EXERCISE TASK.
Reproduce all of the records with "Mark" swapped in for every "Tag", keeping everything else unchanged. Leave the pictures out of your answer.

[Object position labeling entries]
───

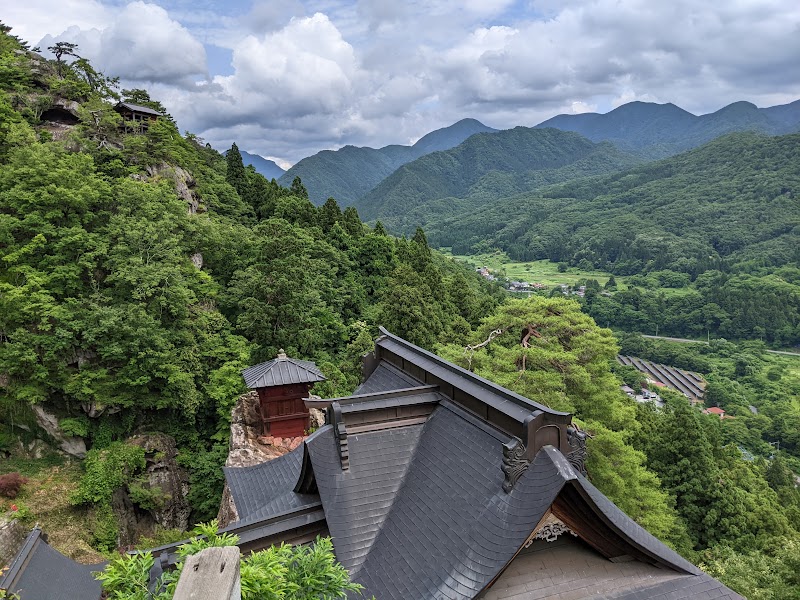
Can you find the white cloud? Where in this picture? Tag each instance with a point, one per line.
(140, 43)
(374, 72)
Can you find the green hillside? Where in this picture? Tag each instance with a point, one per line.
(350, 172)
(731, 202)
(483, 168)
(141, 271)
(661, 130)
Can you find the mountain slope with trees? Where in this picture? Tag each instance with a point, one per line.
(660, 130)
(263, 166)
(140, 271)
(483, 168)
(350, 172)
(731, 202)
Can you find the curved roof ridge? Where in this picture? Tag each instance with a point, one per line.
(491, 387)
(282, 371)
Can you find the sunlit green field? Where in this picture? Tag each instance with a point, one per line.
(535, 271)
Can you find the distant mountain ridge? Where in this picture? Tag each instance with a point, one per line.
(485, 167)
(350, 172)
(734, 199)
(661, 130)
(266, 167)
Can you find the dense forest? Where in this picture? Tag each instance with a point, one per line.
(485, 167)
(349, 173)
(660, 130)
(141, 270)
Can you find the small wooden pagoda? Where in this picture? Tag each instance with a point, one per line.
(137, 118)
(282, 384)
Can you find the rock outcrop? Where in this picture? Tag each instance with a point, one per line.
(184, 183)
(74, 446)
(248, 447)
(165, 481)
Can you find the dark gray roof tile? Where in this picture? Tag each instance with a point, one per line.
(386, 378)
(281, 371)
(266, 489)
(40, 572)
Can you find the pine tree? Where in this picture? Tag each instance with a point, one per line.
(236, 174)
(298, 189)
(329, 214)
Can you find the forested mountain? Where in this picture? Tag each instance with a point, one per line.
(350, 172)
(482, 169)
(140, 271)
(660, 130)
(734, 201)
(265, 167)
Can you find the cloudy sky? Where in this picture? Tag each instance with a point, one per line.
(287, 78)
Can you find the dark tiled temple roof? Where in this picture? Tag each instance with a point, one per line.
(267, 489)
(281, 371)
(385, 378)
(412, 476)
(357, 503)
(40, 572)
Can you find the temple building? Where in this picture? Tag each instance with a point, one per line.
(434, 483)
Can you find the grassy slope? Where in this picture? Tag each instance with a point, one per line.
(45, 500)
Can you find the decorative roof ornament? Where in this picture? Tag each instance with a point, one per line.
(514, 463)
(577, 441)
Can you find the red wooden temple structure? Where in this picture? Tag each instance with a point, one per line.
(282, 384)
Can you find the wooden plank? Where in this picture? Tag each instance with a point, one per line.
(212, 574)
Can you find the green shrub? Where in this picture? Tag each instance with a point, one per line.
(279, 573)
(106, 470)
(104, 528)
(75, 426)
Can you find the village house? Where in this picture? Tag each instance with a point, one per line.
(435, 483)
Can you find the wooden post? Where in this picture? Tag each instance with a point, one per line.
(212, 574)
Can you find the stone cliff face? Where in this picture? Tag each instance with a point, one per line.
(164, 481)
(248, 447)
(74, 446)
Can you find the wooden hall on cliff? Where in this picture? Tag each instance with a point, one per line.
(437, 484)
(434, 483)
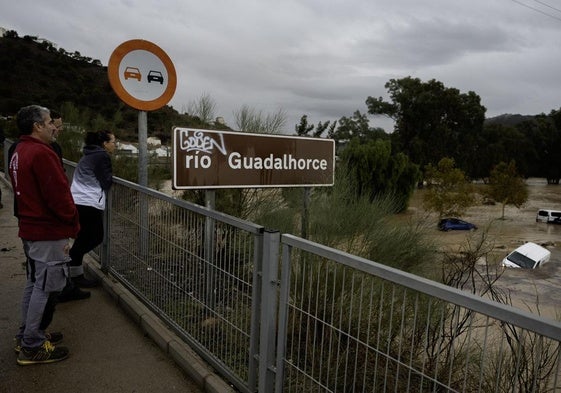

───

CORRECT RESPONSE.
Can you find the white cloud? Where in this picture? Mark each instance with a point, one per line.
(140, 43)
(374, 72)
Can you find the green hillside? Where in this picture? Mark each instance with a point, one per line.
(350, 172)
(731, 202)
(483, 168)
(141, 271)
(661, 130)
Can you find the mountain slope with trees? Where in this picture? Mark each instance with a point, one per line.
(660, 130)
(263, 166)
(140, 271)
(483, 168)
(350, 172)
(731, 202)
Can you find the curved roof ridge? Where in this picture? Mark each instance with a point, one per line.
(491, 387)
(282, 371)
Can you find the sunlit green field? Where in this picture? Mark each instance with a point, one per line.
(535, 271)
Can you find the distant mountain ridge? Where in this picture? Mark each instance with a point, one per line.
(485, 167)
(350, 172)
(734, 199)
(661, 130)
(266, 167)
Can you find the dense forest? Where in this picture? Mark each instance with a point, one per line.
(485, 167)
(349, 173)
(660, 130)
(141, 270)
Can you find the small wooden pagoda? Where in this picture? Mark each instance with a point, one per line.
(137, 118)
(282, 384)
Can you find the rock outcrop? Where in this picture? Mark each instance with a point, one per line.
(184, 183)
(74, 446)
(248, 447)
(165, 481)
Can you find the dark gray roof tile? Where in this picture? Mark each instance with a point, one per line.
(386, 378)
(281, 371)
(266, 489)
(40, 572)
Can you find the pine tree? Where in this picture? Mark each instance with a point, one per line.
(236, 174)
(298, 189)
(329, 214)
Can you find the forested mountain? Where in this picture? Mark each instance with a point, one per line.
(350, 172)
(482, 169)
(140, 271)
(660, 130)
(734, 201)
(265, 167)
Can you find the cloudy sky? Where in this picture? Mark each instance with a point, one per line.
(287, 78)
Can you find the dark tiled temple roof? Where in this picture? Mark each instance with a point, one per line.
(267, 489)
(281, 371)
(385, 378)
(412, 476)
(357, 503)
(40, 572)
Can you find the temple building? Where in this picture? Mark each instance with a point, one per line.
(434, 483)
Can you find the grassy slope? Where in this picture? Mark each instance with a point, one per line.
(45, 500)
Can you find the decorative roof ornament? Where in this picture? Mark each instance with a point, one per line.
(514, 463)
(577, 441)
Can you find the red wooden temple structure? Where in this picture? Mark each instance with a point, one per line.
(282, 384)
Can you find the wooden plank? Where in this picture? Mark each instance with a point, one per line.
(212, 574)
Can you find the green shrub? Where in this picture? Mark each instance with a point, one per line.
(279, 573)
(106, 470)
(104, 528)
(75, 426)
Can you find the village house? Where in this picture? Mark each instance with a point, one per line.
(435, 483)
Can you find the wooden post? Where in this picture? Mark each instance with a point, one per line.
(212, 574)
Can you find the stone cliff face? Where in this picture? Mark each instance with a point, one per line.
(164, 481)
(248, 447)
(74, 446)
Can you find the wooden hall on cliff? Where in this picture? Mark each instance with a point, one per line.
(437, 484)
(434, 483)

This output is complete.